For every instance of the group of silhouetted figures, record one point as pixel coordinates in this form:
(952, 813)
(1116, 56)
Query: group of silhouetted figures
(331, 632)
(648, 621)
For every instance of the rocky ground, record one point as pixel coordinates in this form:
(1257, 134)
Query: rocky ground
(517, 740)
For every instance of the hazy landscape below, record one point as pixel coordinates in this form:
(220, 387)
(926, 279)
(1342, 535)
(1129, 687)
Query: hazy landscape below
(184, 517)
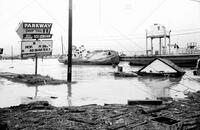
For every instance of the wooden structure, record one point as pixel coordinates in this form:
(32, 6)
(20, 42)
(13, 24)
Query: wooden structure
(158, 31)
(161, 67)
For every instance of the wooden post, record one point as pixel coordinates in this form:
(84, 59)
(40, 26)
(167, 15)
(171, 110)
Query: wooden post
(151, 46)
(62, 44)
(36, 58)
(169, 42)
(69, 70)
(146, 43)
(160, 46)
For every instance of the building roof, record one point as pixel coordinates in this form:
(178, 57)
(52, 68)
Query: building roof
(170, 66)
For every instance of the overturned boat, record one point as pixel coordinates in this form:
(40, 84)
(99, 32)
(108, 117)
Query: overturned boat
(97, 57)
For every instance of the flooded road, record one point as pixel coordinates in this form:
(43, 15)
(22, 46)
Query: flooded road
(94, 84)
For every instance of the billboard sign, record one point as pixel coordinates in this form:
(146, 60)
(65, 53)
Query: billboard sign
(33, 28)
(36, 48)
(37, 36)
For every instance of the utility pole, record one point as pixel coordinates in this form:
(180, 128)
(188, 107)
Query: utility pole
(62, 44)
(69, 70)
(12, 52)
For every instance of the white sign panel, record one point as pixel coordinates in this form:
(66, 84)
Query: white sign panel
(33, 28)
(39, 48)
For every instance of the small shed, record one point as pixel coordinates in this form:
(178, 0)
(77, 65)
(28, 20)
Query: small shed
(161, 67)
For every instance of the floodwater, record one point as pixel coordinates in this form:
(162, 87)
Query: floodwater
(94, 84)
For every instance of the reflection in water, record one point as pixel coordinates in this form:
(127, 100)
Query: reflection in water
(159, 86)
(69, 94)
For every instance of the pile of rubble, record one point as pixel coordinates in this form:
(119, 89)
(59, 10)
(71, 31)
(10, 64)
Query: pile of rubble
(182, 114)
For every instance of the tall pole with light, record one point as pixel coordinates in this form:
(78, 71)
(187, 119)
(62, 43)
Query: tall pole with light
(69, 70)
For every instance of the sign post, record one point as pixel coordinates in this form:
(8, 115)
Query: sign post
(36, 65)
(69, 71)
(31, 46)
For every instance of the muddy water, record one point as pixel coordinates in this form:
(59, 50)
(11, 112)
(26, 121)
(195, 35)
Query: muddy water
(94, 84)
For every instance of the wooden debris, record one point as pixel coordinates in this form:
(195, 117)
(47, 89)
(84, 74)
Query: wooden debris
(183, 114)
(144, 102)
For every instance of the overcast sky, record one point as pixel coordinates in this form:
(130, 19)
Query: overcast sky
(101, 24)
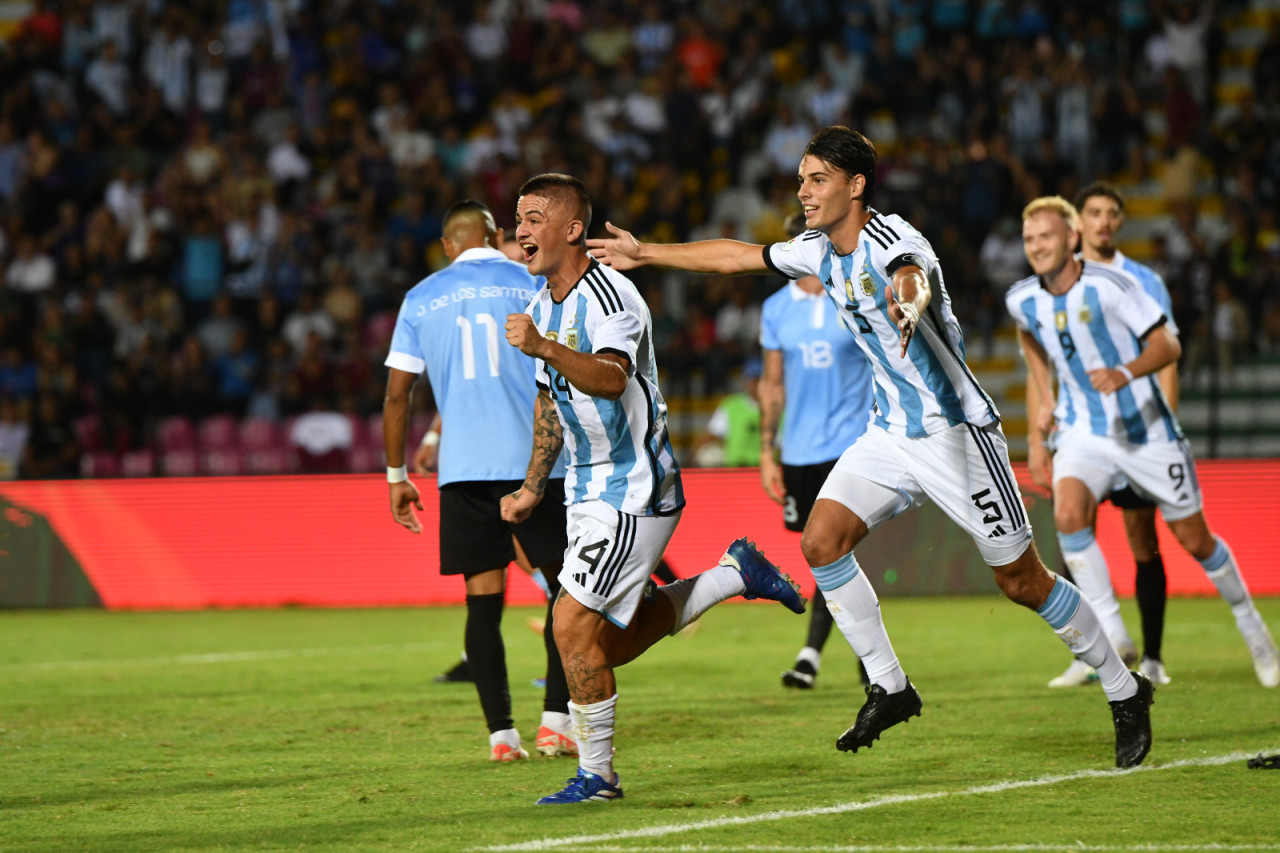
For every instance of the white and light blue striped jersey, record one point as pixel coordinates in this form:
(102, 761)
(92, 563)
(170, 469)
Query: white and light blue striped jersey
(824, 373)
(1098, 323)
(617, 451)
(932, 387)
(451, 325)
(1151, 282)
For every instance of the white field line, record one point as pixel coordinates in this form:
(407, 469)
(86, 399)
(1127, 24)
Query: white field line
(931, 848)
(216, 657)
(577, 842)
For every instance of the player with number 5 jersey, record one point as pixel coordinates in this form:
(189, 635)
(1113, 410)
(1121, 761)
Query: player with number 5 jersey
(935, 437)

********

> [SET TASK]: Set down exactly, from the line that contains "For every instance of the tall" through the last line of the data, each line as it stands, and leave the pictures out.

> [FULL ANSWER]:
For every instance of the tall pole with light, record one point as pixel coordinates in this form:
(78, 71)
(187, 119)
(62, 43)
Query: tall pole with light
(69, 70)
For every instance of the sign post, record one point as pixel coordinates in this form:
(8, 115)
Query: sign post
(36, 65)
(69, 71)
(31, 46)
For every instance of the muddy water, record one point as pixel coordinates in this form:
(59, 50)
(11, 112)
(26, 121)
(195, 35)
Query: muddy water
(94, 84)
For every instance of the wooden debris, record one point as pixel coordinates in this form:
(195, 117)
(47, 89)
(84, 74)
Query: wooden debris
(183, 114)
(144, 102)
For every instance of the overcast sky, record one point as pixel coordinates in this form:
(130, 19)
Query: overcast sky
(101, 24)
For every instance of the white and light blue striped jersey, record one point as pixel coordinates in this form:
(102, 761)
(92, 563)
(170, 469)
Query: white and light blue striped jersey
(824, 373)
(1098, 323)
(617, 451)
(932, 387)
(451, 325)
(1151, 282)
For every instance of the white field line, record one point as pixel coordinates in this form:
(407, 469)
(86, 399)
(1127, 24)
Query: white field line
(931, 848)
(216, 657)
(577, 842)
For every instance of the player with number 5 jersey, record one point as pixel coordinates in this form:
(189, 635)
(1113, 410)
(1121, 761)
Query: player with number 5 jersey
(935, 437)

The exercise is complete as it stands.